*** Begin section ***
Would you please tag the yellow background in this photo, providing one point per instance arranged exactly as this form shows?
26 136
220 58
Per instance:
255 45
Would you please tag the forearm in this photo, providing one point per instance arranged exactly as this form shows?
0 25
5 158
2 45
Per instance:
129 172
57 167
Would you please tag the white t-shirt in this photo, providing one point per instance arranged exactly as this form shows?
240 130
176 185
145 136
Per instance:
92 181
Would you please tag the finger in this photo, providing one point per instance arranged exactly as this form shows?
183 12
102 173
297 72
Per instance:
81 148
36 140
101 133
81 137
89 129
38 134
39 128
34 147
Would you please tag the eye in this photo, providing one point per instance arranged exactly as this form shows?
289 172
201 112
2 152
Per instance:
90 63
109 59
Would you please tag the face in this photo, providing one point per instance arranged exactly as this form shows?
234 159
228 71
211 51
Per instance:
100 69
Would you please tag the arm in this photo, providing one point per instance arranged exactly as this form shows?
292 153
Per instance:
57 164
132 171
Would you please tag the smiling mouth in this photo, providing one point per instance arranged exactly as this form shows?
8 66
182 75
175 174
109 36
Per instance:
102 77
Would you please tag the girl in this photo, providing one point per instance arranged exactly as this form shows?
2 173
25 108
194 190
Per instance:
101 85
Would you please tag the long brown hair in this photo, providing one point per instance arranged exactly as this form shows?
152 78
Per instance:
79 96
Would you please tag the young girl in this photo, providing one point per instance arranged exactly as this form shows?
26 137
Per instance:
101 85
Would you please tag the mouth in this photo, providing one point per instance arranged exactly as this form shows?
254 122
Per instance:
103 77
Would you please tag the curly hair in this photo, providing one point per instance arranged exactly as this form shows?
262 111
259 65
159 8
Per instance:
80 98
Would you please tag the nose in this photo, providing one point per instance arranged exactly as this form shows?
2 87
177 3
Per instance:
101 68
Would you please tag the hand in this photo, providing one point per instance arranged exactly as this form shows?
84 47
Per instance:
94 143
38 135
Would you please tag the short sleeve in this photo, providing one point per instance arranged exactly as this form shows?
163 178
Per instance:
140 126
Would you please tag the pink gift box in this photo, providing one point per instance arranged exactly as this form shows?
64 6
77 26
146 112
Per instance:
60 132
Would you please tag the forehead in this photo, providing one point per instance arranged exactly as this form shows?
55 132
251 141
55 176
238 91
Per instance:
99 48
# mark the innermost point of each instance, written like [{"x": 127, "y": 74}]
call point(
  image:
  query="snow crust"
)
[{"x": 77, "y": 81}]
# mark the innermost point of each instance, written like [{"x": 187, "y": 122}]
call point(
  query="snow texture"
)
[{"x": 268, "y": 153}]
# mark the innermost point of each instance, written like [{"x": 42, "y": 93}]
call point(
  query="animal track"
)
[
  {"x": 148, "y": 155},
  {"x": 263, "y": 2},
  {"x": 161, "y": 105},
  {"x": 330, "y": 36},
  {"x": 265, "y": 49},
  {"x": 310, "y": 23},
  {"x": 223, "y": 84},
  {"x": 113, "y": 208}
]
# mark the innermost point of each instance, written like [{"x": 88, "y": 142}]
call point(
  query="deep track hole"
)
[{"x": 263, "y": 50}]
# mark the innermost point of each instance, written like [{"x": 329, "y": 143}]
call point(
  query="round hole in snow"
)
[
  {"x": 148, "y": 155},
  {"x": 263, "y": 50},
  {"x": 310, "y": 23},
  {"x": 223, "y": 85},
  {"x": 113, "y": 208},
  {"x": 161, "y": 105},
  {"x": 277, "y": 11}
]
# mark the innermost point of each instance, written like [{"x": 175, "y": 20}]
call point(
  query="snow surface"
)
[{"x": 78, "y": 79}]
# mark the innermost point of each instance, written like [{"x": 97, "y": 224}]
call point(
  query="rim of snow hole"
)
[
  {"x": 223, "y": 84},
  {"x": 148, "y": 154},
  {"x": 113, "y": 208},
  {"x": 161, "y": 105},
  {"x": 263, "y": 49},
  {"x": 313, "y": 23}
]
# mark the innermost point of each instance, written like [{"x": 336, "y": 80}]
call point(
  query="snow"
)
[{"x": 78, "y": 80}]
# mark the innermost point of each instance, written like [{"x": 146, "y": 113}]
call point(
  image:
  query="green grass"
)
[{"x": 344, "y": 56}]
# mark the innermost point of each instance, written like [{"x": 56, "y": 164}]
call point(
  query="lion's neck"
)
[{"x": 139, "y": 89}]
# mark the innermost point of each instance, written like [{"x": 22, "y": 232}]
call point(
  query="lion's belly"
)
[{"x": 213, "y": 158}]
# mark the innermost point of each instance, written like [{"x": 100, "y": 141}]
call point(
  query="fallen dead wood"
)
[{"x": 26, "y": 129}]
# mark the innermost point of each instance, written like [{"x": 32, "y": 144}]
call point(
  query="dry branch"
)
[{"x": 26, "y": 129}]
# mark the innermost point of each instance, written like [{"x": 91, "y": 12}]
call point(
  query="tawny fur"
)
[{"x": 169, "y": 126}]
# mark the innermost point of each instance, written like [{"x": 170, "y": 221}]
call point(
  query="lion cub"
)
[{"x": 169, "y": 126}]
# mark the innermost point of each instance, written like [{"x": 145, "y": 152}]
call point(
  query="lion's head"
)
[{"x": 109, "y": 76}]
*** End section ***
*** Begin section ***
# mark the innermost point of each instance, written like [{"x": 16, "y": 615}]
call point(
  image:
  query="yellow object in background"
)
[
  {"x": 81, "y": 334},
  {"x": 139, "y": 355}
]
*** End section ***
*** Begin section ***
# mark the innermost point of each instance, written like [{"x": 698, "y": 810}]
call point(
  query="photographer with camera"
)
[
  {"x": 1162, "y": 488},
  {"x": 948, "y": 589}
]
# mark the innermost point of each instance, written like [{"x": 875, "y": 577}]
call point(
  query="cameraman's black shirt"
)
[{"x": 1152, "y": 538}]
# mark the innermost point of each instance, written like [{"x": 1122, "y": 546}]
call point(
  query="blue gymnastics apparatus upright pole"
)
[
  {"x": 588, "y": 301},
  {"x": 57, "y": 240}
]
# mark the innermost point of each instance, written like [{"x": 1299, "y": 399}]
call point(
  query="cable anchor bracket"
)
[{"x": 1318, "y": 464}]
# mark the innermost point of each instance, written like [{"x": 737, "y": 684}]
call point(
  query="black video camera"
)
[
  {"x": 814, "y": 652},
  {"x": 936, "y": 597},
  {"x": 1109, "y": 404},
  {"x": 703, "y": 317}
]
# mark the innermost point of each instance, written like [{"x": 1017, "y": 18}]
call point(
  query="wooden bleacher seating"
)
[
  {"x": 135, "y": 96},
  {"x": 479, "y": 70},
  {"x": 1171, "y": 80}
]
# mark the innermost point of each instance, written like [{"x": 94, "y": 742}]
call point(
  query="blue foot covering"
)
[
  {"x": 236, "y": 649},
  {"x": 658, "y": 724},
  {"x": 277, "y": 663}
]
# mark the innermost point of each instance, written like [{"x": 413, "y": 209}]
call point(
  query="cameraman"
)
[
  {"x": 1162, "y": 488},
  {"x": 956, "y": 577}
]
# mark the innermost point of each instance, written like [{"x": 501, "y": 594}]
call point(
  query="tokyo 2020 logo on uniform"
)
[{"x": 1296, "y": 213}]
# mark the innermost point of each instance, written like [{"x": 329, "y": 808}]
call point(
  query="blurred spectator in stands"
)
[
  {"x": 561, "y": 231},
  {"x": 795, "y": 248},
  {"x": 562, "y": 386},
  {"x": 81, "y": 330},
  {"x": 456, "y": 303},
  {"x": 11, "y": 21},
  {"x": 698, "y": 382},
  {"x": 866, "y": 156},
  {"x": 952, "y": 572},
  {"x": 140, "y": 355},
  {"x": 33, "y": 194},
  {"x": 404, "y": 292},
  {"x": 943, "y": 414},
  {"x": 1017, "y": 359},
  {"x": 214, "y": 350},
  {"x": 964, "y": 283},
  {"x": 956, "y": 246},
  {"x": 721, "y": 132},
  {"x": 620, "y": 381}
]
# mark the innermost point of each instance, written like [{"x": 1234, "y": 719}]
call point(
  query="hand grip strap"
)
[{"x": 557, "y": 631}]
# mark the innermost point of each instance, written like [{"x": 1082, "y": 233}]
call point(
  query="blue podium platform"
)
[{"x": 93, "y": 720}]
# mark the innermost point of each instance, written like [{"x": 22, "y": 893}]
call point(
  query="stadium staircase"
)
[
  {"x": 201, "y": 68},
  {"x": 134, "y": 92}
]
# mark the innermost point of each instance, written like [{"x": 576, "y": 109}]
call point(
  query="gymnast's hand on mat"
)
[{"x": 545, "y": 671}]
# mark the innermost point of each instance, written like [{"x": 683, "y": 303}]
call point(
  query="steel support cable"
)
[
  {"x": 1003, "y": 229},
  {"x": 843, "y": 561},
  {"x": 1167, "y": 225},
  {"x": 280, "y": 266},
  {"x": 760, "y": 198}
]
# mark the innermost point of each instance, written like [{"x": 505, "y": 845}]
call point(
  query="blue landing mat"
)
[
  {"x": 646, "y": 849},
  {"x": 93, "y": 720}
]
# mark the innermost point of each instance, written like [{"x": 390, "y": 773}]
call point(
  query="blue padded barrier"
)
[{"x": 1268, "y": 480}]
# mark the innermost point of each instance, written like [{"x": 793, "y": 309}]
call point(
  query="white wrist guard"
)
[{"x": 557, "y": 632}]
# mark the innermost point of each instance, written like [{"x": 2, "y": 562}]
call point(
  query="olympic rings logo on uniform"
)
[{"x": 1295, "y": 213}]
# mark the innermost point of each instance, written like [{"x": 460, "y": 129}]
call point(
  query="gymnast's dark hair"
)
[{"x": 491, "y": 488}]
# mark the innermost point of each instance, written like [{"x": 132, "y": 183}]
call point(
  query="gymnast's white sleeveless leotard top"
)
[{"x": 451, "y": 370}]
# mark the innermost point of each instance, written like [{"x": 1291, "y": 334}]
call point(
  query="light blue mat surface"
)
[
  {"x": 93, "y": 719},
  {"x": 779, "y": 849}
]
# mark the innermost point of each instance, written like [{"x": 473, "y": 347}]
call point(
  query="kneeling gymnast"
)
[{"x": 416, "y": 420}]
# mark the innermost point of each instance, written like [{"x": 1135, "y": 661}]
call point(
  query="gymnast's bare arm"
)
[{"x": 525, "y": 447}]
*** End section ***
* [TASK ITEM] Each line that has the word "surface" counts once. How many such lines are in the data? Give the number alone.

* [EXERCISE OUTPUT] 2